ABOUT THIS TASK
From the entries below, output the line with "Need: the innermost point of each instance of the diver's blonde" and each following line up to and including the line with "Target: platform support beam", exactly as written.
--- START ---
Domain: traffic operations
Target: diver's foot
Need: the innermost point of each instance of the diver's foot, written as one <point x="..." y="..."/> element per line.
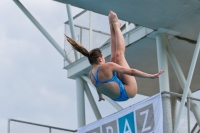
<point x="113" y="19"/>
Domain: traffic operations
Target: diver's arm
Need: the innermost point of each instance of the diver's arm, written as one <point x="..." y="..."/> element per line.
<point x="100" y="96"/>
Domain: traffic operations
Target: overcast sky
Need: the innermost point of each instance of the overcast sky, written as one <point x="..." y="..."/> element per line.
<point x="34" y="86"/>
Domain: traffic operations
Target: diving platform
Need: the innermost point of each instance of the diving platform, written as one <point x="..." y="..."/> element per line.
<point x="166" y="37"/>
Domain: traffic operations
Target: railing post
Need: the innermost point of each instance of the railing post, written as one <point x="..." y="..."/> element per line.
<point x="164" y="81"/>
<point x="188" y="82"/>
<point x="50" y="130"/>
<point x="81" y="34"/>
<point x="90" y="43"/>
<point x="71" y="24"/>
<point x="8" y="130"/>
<point x="188" y="113"/>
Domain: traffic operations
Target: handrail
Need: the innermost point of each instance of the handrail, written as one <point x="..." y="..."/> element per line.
<point x="69" y="130"/>
<point x="195" y="126"/>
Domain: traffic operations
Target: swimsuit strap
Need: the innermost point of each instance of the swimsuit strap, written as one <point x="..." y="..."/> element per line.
<point x="97" y="73"/>
<point x="94" y="78"/>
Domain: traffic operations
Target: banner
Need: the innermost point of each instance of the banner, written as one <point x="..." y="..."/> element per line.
<point x="143" y="117"/>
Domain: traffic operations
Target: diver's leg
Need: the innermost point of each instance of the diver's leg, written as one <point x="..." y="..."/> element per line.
<point x="128" y="81"/>
<point x="112" y="41"/>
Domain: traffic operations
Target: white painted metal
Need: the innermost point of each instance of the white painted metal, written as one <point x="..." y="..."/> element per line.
<point x="182" y="80"/>
<point x="80" y="102"/>
<point x="67" y="22"/>
<point x="81" y="38"/>
<point x="164" y="81"/>
<point x="8" y="128"/>
<point x="189" y="79"/>
<point x="92" y="102"/>
<point x="71" y="23"/>
<point x="114" y="104"/>
<point x="188" y="113"/>
<point x="174" y="109"/>
<point x="42" y="30"/>
<point x="90" y="43"/>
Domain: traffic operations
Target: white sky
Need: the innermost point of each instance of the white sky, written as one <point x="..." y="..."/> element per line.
<point x="33" y="85"/>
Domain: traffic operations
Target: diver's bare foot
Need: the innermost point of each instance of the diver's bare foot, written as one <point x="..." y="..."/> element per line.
<point x="113" y="19"/>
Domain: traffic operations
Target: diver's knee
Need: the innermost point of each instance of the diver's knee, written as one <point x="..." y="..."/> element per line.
<point x="119" y="56"/>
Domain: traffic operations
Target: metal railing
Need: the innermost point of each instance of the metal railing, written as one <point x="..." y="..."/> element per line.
<point x="188" y="109"/>
<point x="48" y="129"/>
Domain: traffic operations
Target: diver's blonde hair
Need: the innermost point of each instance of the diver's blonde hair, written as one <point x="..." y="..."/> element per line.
<point x="92" y="56"/>
<point x="78" y="46"/>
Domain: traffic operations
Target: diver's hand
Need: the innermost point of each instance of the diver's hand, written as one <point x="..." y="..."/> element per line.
<point x="154" y="76"/>
<point x="101" y="98"/>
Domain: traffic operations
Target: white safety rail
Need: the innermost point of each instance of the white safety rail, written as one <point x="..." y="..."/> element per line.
<point x="188" y="122"/>
<point x="18" y="126"/>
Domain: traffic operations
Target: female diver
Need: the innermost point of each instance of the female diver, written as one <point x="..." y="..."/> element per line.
<point x="114" y="79"/>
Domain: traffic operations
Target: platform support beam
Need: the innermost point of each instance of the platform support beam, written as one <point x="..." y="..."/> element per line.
<point x="182" y="80"/>
<point x="42" y="30"/>
<point x="92" y="102"/>
<point x="164" y="81"/>
<point x="80" y="102"/>
<point x="188" y="82"/>
<point x="174" y="110"/>
<point x="90" y="25"/>
<point x="71" y="24"/>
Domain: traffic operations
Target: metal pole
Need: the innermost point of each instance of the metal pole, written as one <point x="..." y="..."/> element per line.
<point x="113" y="103"/>
<point x="164" y="82"/>
<point x="182" y="80"/>
<point x="71" y="23"/>
<point x="80" y="102"/>
<point x="189" y="79"/>
<point x="174" y="109"/>
<point x="188" y="113"/>
<point x="42" y="30"/>
<point x="90" y="47"/>
<point x="81" y="34"/>
<point x="8" y="130"/>
<point x="92" y="102"/>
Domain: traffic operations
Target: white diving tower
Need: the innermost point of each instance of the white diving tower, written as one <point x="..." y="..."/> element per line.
<point x="167" y="38"/>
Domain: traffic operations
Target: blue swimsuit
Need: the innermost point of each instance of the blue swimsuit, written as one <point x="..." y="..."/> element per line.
<point x="123" y="95"/>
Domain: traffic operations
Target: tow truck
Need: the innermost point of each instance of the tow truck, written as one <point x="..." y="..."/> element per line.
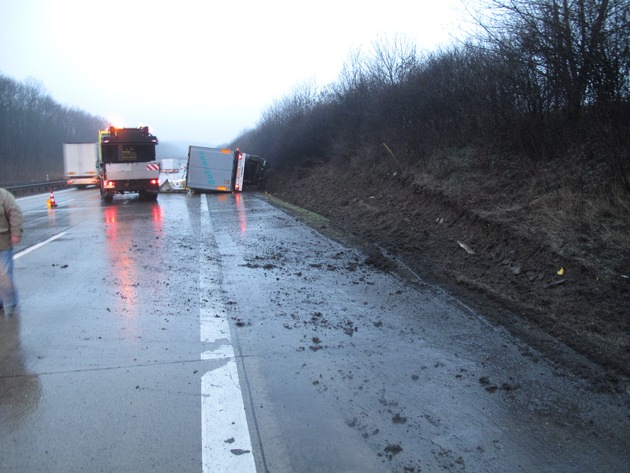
<point x="127" y="163"/>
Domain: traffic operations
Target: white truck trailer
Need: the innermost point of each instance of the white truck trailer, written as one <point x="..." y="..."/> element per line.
<point x="222" y="170"/>
<point x="80" y="164"/>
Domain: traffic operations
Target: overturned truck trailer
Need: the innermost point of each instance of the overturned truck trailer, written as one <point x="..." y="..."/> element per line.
<point x="222" y="170"/>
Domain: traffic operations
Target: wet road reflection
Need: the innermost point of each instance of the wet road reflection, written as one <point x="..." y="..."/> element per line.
<point x="20" y="391"/>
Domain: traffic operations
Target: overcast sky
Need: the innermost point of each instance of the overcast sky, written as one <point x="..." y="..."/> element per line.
<point x="195" y="70"/>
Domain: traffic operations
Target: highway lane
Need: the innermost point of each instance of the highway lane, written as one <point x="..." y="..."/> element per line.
<point x="217" y="333"/>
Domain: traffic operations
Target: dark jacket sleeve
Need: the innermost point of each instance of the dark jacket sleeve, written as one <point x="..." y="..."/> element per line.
<point x="13" y="213"/>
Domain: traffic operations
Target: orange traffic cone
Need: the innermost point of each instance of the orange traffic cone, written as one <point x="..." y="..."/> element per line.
<point x="51" y="201"/>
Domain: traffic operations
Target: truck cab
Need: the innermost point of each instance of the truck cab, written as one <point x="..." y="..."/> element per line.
<point x="128" y="163"/>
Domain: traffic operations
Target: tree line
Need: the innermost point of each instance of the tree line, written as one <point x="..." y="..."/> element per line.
<point x="540" y="79"/>
<point x="33" y="128"/>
--- END ---
SOLVED EXERCISE
Need: the innermost point of each instance of the diver's blonde hair, written as one <point x="..." y="..."/> element per line.
<point x="92" y="56"/>
<point x="78" y="46"/>
Domain: traffic operations
Target: diver's hand
Need: the innermost point of each instance of the diver's hand, written as one <point x="..." y="..."/> element per line.
<point x="154" y="76"/>
<point x="101" y="98"/>
Domain: traffic operations
Target: white safety rail
Need: the innermost point of each instance of the white safety rail, written as one <point x="..." y="..."/> element per line.
<point x="188" y="122"/>
<point x="18" y="126"/>
Domain: traffic operations
Target: female diver
Need: the innermost point of each instance of the female diver, written as one <point x="..." y="..."/> element per line.
<point x="114" y="79"/>
Domain: traffic operations
Target: platform support beam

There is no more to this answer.